━━ Supplied data

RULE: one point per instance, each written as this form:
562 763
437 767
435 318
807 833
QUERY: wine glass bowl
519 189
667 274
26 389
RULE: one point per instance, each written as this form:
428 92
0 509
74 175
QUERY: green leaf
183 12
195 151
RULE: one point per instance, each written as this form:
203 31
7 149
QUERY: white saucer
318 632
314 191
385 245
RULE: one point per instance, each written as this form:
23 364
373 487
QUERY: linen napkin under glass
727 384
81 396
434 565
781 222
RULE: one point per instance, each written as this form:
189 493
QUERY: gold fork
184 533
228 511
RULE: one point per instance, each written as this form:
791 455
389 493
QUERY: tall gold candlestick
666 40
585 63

━━━━
━━ Supplied data

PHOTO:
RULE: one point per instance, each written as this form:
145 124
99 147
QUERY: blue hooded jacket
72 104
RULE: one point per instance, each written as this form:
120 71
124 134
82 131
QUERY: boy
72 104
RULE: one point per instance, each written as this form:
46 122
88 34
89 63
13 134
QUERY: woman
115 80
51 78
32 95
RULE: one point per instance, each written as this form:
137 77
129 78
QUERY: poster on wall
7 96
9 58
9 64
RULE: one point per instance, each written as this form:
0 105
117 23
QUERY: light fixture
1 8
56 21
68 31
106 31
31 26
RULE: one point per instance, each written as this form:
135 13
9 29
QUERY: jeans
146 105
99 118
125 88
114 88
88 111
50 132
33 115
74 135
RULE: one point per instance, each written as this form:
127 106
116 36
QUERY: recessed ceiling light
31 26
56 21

━━━━

*What needs to be done*:
Copy out each line in the items above that contains the word "gold".

*Task response*:
QUERY: gold fork
QUERY: tall gold candlestick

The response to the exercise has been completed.